-- START DOCUMENT --

Nationally, pepperoni is by far the most popular pizza topping, found on 36 percent of pizzas ordered for viewing parties. Peach State residents tend to like their pizzas loaded with meats and vegetables, Decoteau has observed.

“We tend to sell a lot of our deluxe and all-meat pizzas that day,” he said.

One nation, under delivery

The National Restaurant Association projects roughly 48 million Americans will order takeout or delivery food from a restaurant for their Super Bowl suppers.

When you sell the two most popular foods — wings and pizza — it requires all hands on deck to get orders ready and delivered on time, says Decoteau. Marco’s begins receiving pre-orders as soon as the restaurant opens on Super Sunday.

“Every inside employee and every driver is scheduled to work on Super Bowl Sunday,” Decoteau said. “Nobody gets off that day.”  

Fired up

While some bowl party hosts choose to have their game day fare delivered, others take matters into their own hands. Cold temperatures don’t appear to be a deterrent to firing up the natural gas grill to make burgers, ribs and hotdogs, a Hearth, Patio & Barbecue Association (HPBA) survey finds.

-- END DOCUMENT --
-- START MATERIAL --

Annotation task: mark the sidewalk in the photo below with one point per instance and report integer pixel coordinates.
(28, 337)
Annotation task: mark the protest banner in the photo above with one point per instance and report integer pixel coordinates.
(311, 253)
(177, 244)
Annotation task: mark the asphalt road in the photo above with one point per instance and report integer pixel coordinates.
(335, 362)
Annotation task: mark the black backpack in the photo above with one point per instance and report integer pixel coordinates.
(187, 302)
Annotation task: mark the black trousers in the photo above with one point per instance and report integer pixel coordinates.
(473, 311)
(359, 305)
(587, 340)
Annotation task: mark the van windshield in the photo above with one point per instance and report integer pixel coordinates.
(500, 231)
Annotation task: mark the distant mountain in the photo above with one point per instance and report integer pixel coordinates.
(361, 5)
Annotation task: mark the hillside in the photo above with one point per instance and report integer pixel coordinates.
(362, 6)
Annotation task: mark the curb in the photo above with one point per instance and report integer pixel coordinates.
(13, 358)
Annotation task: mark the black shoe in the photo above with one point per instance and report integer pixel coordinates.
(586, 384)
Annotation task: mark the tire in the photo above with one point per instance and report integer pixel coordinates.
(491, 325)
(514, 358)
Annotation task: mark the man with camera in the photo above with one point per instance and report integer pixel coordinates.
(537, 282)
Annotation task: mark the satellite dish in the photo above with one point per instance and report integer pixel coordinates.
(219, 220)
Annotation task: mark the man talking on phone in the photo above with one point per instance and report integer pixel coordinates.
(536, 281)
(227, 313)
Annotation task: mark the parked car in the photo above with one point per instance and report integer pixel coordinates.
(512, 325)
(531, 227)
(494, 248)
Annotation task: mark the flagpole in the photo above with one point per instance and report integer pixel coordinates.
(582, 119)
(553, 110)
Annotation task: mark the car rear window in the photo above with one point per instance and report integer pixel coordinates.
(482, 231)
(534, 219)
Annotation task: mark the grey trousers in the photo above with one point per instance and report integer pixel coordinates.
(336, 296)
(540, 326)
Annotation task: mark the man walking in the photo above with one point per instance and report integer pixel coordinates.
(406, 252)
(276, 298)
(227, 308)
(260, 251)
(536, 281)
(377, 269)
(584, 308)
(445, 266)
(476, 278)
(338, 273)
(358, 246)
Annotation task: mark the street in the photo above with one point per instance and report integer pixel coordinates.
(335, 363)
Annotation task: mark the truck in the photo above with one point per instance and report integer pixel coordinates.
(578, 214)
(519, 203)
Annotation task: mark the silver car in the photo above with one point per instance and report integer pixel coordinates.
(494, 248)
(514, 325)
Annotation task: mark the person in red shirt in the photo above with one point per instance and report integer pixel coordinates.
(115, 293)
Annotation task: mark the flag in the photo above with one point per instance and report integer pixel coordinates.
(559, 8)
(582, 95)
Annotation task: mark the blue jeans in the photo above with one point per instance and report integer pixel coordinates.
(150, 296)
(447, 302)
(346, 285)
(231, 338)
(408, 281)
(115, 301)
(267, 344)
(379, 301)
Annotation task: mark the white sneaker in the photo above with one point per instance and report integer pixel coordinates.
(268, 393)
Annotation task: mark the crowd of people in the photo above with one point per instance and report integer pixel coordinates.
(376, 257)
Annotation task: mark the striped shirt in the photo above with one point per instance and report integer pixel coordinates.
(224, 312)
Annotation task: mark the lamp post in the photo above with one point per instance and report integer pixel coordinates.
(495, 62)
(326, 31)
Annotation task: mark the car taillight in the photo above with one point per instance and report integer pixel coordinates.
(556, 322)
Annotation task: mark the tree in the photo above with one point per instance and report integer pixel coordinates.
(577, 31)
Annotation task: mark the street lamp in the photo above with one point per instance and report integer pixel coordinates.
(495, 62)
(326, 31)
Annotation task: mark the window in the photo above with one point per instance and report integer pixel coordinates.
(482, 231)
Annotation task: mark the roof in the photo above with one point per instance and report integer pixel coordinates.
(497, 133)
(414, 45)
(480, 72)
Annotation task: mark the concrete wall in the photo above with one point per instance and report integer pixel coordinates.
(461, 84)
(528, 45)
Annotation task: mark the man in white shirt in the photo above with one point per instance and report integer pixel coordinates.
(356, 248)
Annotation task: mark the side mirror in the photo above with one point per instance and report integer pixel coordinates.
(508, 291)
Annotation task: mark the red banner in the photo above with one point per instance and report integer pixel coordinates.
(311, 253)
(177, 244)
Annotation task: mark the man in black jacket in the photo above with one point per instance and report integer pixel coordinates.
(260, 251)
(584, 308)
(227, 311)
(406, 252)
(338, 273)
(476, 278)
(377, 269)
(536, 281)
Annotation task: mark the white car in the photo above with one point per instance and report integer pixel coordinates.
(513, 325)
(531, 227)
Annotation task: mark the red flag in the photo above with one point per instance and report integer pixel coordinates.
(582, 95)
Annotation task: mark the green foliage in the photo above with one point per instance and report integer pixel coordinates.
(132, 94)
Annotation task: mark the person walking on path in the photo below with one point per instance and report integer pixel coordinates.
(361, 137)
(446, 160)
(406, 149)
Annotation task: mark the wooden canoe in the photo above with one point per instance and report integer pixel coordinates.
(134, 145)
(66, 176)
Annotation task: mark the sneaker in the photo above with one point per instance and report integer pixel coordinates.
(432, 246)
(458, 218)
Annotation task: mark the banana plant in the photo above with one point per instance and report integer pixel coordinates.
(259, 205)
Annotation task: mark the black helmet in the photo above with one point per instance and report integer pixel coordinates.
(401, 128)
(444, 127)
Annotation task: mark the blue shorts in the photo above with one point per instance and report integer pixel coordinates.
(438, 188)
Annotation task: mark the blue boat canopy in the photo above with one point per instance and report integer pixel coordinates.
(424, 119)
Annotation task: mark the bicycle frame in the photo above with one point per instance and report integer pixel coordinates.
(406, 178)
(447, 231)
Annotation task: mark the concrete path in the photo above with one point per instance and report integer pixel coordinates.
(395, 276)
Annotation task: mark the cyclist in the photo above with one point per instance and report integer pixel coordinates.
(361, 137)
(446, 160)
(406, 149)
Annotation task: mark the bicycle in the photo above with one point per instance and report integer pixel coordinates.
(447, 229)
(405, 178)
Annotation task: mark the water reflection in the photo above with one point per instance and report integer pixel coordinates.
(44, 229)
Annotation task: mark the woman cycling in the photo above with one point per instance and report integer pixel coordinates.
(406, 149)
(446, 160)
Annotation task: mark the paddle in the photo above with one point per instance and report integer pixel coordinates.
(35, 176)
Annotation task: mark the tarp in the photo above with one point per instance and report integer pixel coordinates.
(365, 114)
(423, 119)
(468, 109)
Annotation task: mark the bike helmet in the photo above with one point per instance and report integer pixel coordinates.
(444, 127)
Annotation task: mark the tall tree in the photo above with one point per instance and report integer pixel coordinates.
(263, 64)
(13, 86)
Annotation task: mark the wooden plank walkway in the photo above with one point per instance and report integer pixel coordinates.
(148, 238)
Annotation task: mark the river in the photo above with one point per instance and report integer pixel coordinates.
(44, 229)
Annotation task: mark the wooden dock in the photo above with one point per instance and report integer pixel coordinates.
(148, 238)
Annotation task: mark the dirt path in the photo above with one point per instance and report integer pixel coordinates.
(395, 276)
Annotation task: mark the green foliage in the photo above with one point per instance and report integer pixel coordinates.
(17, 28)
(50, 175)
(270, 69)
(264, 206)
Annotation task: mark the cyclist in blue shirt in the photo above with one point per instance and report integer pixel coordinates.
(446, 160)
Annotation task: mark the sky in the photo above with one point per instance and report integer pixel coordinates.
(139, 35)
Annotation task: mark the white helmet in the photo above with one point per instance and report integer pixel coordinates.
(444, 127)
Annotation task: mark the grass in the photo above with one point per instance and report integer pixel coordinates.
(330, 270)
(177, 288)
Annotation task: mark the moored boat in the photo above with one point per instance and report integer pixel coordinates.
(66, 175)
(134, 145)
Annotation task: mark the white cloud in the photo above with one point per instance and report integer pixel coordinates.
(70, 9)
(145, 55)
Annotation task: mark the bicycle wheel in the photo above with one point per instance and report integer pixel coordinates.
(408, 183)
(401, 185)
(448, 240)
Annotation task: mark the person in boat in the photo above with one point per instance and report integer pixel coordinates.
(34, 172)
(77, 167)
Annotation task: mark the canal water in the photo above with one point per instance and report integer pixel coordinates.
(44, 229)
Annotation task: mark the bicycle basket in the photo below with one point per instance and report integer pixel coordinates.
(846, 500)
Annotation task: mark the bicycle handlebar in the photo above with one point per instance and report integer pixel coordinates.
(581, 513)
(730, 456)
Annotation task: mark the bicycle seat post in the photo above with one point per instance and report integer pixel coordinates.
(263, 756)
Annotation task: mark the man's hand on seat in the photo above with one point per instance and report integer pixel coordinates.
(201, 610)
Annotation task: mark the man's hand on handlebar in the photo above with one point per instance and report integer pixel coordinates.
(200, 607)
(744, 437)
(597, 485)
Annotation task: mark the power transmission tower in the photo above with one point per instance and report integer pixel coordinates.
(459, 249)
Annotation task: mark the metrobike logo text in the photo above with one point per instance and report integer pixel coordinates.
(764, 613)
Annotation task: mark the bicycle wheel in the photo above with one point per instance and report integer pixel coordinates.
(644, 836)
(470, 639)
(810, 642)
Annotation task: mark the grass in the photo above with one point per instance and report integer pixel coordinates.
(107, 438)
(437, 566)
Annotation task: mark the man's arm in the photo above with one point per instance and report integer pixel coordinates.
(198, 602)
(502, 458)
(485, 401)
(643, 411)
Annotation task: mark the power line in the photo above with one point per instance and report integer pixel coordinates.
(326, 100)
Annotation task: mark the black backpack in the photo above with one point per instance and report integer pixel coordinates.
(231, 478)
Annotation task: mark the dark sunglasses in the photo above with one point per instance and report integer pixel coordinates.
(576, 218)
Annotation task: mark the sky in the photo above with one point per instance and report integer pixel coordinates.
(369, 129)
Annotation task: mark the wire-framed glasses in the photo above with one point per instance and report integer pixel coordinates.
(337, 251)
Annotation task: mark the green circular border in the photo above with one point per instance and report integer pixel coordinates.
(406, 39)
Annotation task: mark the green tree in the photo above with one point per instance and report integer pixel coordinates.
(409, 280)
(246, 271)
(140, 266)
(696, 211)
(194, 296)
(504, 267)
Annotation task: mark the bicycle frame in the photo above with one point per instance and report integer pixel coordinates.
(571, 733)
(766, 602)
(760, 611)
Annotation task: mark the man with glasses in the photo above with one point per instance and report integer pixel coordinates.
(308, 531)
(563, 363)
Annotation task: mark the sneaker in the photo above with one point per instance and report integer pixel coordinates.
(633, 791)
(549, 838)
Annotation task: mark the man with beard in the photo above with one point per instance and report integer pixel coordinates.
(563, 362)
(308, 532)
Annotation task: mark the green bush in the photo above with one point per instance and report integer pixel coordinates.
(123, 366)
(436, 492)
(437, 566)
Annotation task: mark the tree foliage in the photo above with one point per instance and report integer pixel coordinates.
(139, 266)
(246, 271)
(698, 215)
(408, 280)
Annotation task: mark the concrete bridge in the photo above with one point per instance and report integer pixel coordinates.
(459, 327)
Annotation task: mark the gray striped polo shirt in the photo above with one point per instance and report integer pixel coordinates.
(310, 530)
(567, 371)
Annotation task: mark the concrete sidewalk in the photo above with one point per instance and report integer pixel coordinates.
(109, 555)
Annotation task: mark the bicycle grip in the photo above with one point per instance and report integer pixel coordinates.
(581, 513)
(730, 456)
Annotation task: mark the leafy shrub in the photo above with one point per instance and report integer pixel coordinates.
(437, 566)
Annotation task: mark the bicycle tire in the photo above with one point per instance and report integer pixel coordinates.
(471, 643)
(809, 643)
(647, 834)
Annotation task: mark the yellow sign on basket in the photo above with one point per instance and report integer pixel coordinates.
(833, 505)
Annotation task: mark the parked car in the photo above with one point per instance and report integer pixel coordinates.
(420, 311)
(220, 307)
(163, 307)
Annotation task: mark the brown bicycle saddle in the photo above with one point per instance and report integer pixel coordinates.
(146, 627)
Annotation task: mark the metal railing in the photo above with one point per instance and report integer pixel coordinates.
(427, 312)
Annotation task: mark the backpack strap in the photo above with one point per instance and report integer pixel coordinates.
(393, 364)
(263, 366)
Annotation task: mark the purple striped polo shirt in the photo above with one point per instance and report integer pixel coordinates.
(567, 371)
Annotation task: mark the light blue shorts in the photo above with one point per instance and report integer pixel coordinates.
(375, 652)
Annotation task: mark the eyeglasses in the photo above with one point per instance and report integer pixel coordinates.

-- END MATERIAL --

# [SHORT TASK 1]
List every organization or business named in the Super Bowl food article.
# [SHORT TASK 2]
Write the next few paragraphs of the Super Bowl food article, picking up after its final sentence.
The records were taken from a separate source and have no connection to the Super Bowl food article.

# [EXERCISE ANSWER 1]
- National Restaurant Association
- Marco’s
- Hearth, Patio & Barbecue Association (HPBA)

# [EXERCISE ANSWER 2]
According to the HPBA survey, 23 percent of grill owners will choose to cook their football feast, making it winter’s biggest grilling day. A survey by Fox News ranks the Super Bowl as the second-biggest grilling weekend of the year, just behind the 4th of July.

Whether you grill up your own or have it delivered, the amount of food consumed in the U.S. on Super Bowl Sunday is staggering. Bowl partygoers are expected to consume nearly 6,000 calories each. That’s more calories than the typical American eats on Christmas and Thanksgiving combined, according to a study conducted at Cornell University. Not surprisingly, antacid sales rise an average 20 percent at 7-Eleven convenience stores on the Monday after the game.